§ **Excerpt provided**
────────────────────

Not until 69-year-old Mr. P. vomited blood did a medical work-up reveal that he had cirrhosis of the liver as a result of hepatitis C, apparently acquired from a blood transfusion years before. It was not that he avoided his doctor. Indeed, he had a capable primary care physician and saw her at least once a year. But there was never a Medicare-sanctioned symptom that would have allowed Medicare coverage for a liver panel that might have revealed his diagnosis before his near fatal hemorrhage.

A vigorous 72-year-old retired trucker who had been recently widowed complained of lack of energy, poor sleeping and general apathy, but none of the symptoms are included in Medicare’s list for authorizing a simple blood count. It was more than four months before it was finally established that he had a form of leukemia, months that might have been used to treat him for leukemia instead of depression. Had he been allowed the usual “new patient screen,” the diagnosis would have been made at his first visit.

It is ridiculous to require doctors to avoid ordering certain tests unless they meet cookbook criteria developed 1,000 miles away from the patient and perhaps five years ago. Since the mantra of the medical bean counters is the mercenary “cost-effective” threshold, I ask how many metabolic screening tests could be bought by avoiding one liver transplant? How many preventive examinations could be paid for by eliminating the need for one open-heart surgery? How long does one patient have to be on renal dialysis before it becomes cost-effective to screen others for diabetes?

When it becomes politically expedient, Medicare authorities do acknowledge the value of screening. For example, they have approved routine screening mammograms because it has been irrefutably shown that the tiny spicules of calcium that may indicate breast cancer, months or years before the most sensitive examination could find a lump, can be life-saving. They recognize the value of screening Pap smears for the same reason and recently have belatedly approved screening procedures for the early detection of colon cancer and osteoporosis.

It is time for Medicare to abandon the “Alice in Wonderland” medical mythology that if you can’t see it or feel it, you can’t possibly have it, and rejoin the world of modern medical practice.

────────────────────

§ **Study questions**
1. Answer these questions using the excerpt on Medicare screening:
(a) What disease was Mr. P.'s cirrhosis a result of?
(b) How long did it take to establish that the retired trucker had a form of leukemia?
(c) Which two conditions have recently gained Medicare approval for early-detection screening procedures?
2. Extract the passage of the excerpt on Medicare screening that runs from "When it becomes" up to and including "modern medical practice.", copying it word for word.

[Saved entries]
────────────────────

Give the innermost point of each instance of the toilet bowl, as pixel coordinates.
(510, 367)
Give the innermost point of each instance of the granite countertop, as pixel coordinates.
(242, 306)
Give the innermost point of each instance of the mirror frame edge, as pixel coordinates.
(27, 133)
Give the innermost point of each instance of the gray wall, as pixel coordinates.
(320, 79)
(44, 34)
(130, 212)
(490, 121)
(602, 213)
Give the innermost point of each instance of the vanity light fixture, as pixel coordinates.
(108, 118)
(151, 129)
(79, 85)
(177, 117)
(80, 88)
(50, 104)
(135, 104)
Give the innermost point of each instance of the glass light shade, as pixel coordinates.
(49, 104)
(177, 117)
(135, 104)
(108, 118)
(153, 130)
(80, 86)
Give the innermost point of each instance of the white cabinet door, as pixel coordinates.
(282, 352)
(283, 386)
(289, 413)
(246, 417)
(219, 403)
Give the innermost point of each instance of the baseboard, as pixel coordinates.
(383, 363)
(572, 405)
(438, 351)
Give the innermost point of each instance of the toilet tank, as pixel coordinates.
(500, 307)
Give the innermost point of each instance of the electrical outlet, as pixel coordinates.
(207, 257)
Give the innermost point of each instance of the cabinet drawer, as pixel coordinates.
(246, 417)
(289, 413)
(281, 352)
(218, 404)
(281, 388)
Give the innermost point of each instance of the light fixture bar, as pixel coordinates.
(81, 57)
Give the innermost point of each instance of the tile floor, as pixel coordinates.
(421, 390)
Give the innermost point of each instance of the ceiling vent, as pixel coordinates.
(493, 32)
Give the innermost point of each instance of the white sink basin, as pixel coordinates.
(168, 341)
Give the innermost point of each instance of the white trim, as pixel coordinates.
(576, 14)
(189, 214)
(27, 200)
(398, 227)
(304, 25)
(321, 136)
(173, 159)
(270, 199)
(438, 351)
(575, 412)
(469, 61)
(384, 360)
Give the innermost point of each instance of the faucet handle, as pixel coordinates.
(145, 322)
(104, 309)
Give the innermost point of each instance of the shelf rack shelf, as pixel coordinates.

────────────────────

§ **Written answers**
1.
(a) Hepatitis C, apparently acquired from a blood transfusion years before.
(b) More than four months.
(c) Colon cancer and osteoporosis.

2.
When it becomes politically expedient, Medicare authorities do acknowledge the value of screening. For example, they have approved routine screening mammograms because it has been irrefutably shown that the tiny spicules of calcium that may indicate breast cancer, months or years before the most sensitive examination could find a lump, can be life-saving. They recognize the value of screening Pap smears for the same reason and recently have belatedly approved screening procedures for the early detection of colon cancer and osteoporosis.

It is time for Medicare to abandon the “Alice in Wonderland” medical mythology that if you can’t see it or feel it, you can’t possibly have it, and rejoin the world of modern medical practice.